■ **Work item**
Going line by line through the data below, how many lines contain the word "wall"? Give only the number.

■ **The input**
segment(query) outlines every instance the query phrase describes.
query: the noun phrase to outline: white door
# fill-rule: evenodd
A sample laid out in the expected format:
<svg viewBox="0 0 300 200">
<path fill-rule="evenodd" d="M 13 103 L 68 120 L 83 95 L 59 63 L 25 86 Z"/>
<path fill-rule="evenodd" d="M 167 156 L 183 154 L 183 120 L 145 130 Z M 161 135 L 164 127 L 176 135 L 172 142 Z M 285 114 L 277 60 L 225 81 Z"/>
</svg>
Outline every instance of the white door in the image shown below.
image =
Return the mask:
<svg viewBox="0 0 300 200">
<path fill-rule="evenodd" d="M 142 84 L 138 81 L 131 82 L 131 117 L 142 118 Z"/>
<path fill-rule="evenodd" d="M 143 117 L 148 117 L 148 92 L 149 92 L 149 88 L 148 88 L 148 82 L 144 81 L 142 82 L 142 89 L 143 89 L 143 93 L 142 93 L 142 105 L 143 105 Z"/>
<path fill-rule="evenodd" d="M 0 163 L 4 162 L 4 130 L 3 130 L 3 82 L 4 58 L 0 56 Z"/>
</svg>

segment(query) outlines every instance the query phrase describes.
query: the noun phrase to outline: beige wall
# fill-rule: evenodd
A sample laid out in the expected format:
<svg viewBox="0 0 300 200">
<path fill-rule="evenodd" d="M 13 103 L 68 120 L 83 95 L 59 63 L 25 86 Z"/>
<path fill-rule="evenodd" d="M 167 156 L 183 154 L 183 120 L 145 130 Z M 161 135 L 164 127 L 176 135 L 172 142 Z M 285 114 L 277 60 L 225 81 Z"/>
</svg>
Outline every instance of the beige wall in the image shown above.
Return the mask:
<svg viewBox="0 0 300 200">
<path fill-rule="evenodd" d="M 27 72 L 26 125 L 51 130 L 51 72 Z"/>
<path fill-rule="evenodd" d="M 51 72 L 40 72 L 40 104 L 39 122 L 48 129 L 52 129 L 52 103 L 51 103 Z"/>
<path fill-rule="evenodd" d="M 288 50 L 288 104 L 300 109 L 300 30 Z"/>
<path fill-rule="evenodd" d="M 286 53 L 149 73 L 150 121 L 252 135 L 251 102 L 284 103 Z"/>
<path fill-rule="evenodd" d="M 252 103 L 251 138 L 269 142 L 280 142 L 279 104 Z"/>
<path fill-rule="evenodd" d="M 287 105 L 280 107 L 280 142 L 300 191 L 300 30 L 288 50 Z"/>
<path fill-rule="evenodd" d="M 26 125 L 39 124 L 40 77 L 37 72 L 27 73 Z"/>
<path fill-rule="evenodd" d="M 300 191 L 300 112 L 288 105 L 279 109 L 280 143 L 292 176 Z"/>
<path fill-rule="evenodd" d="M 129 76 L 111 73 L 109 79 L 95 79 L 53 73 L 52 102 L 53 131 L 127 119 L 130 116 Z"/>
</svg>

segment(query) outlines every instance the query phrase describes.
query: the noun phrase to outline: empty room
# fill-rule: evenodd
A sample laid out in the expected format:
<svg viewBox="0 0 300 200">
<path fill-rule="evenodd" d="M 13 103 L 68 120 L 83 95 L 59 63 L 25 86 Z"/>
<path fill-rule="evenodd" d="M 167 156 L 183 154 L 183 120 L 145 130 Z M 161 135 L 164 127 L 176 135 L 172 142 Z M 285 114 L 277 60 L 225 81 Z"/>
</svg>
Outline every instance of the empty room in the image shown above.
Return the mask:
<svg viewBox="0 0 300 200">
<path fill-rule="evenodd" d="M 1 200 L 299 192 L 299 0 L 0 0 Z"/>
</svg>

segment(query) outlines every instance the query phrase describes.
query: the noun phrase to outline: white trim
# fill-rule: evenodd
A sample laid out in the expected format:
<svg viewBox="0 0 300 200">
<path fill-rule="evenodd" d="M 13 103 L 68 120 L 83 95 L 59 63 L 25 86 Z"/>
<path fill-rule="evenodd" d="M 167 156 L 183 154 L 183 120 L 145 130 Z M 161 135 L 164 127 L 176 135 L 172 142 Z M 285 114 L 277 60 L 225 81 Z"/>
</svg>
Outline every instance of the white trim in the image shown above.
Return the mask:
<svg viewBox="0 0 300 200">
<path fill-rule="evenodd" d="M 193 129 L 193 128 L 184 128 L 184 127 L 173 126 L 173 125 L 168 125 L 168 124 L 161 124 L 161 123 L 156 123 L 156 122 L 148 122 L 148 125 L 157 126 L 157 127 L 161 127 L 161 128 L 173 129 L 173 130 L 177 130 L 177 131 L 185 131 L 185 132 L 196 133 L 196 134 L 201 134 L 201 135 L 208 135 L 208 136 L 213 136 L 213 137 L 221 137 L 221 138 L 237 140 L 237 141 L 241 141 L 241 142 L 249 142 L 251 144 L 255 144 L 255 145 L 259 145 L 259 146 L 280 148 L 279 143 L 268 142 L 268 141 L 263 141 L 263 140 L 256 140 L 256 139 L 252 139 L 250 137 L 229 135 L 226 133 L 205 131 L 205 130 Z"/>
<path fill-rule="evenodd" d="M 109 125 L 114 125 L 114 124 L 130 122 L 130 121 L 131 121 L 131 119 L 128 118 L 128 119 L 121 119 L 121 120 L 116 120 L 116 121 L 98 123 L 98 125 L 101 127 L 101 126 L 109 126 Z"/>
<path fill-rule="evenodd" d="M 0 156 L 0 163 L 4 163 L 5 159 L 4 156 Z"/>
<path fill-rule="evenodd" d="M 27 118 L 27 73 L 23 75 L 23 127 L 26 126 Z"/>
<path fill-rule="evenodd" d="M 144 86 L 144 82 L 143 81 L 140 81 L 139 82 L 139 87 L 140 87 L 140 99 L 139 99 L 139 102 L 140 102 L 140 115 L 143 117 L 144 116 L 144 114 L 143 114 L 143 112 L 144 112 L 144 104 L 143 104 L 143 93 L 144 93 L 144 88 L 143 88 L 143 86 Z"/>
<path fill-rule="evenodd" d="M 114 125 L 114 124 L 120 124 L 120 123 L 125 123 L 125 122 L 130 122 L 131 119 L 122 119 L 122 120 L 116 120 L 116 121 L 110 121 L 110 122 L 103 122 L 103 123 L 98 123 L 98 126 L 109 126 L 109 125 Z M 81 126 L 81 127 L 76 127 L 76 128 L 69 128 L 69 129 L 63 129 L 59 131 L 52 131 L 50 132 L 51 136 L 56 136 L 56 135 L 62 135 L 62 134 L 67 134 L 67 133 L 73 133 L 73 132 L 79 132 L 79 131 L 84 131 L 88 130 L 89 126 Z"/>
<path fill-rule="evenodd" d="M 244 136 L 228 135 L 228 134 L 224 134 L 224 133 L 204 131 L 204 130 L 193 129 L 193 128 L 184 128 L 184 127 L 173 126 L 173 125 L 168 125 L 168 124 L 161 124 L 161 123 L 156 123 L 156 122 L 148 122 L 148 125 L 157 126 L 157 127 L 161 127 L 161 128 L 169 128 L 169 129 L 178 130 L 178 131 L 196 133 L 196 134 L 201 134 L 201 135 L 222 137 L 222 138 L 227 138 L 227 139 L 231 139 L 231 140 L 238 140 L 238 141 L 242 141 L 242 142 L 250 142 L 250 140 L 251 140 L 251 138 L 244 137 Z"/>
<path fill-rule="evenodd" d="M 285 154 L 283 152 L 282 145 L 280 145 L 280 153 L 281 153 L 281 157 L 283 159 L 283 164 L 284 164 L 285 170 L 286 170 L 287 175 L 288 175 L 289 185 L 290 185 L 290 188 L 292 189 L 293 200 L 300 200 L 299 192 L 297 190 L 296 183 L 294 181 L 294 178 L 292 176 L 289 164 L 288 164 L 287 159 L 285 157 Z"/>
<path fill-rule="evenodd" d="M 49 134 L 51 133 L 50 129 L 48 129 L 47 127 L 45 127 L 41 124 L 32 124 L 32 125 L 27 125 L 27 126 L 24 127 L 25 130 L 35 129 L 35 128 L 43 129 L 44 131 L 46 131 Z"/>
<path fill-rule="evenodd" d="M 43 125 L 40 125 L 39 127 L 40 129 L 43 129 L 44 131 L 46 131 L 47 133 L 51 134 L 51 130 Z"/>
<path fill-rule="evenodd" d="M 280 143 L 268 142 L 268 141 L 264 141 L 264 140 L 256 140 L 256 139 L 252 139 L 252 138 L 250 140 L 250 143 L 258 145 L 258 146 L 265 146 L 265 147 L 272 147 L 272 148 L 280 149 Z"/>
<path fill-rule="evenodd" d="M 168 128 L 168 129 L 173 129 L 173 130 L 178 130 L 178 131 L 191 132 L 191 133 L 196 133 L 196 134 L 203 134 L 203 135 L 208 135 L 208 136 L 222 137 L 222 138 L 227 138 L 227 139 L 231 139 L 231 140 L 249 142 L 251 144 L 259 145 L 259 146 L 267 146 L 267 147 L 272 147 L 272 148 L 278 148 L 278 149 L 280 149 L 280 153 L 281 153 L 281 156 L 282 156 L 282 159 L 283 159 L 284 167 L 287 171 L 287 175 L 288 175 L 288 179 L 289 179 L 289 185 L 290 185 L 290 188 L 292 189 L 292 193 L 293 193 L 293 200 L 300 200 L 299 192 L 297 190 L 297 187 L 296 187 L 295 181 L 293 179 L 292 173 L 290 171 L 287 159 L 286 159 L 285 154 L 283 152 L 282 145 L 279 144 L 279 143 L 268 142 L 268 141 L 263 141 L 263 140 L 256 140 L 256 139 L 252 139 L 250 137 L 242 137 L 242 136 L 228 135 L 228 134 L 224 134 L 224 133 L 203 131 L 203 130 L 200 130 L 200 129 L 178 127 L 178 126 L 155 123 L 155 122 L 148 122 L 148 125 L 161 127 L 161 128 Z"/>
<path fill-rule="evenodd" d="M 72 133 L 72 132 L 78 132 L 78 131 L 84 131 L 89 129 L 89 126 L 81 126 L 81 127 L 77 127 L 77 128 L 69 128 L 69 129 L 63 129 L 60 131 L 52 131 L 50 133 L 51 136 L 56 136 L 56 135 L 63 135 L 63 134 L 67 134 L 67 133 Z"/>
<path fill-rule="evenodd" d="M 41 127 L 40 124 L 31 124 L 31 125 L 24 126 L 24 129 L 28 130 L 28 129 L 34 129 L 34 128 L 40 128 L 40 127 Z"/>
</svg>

■ **Solution to this task**
2